Problem to solve:
Below are the records; locate each line with the word "target" and copy it.

Referring expression pointing data:
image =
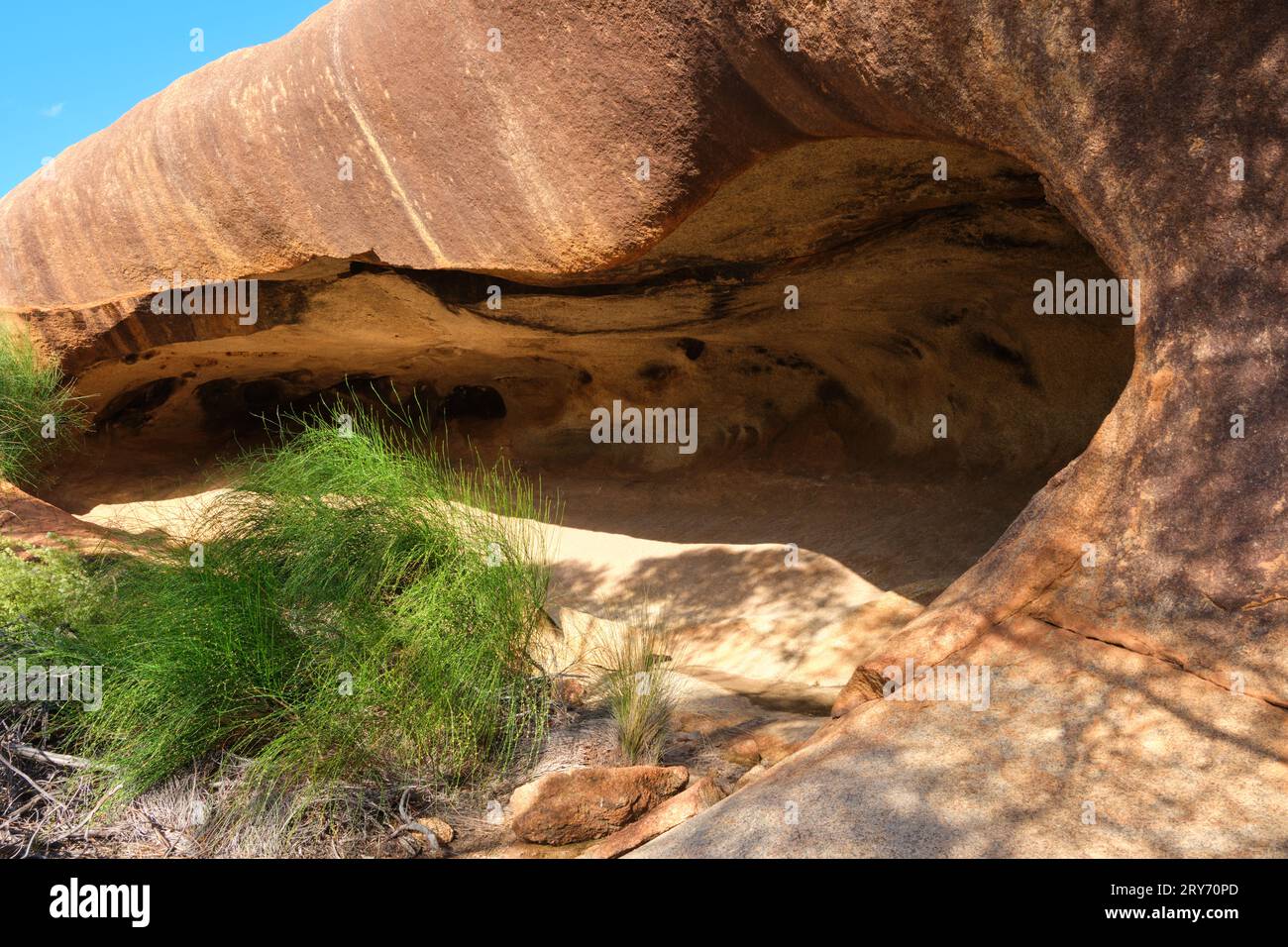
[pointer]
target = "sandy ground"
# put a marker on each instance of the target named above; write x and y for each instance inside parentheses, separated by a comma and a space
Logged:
(778, 585)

Solved exercise:
target = "sandy ground"
# put a marker on each instance of the target named above; write x and y for each instance inside parentheses, separated by a comma and a space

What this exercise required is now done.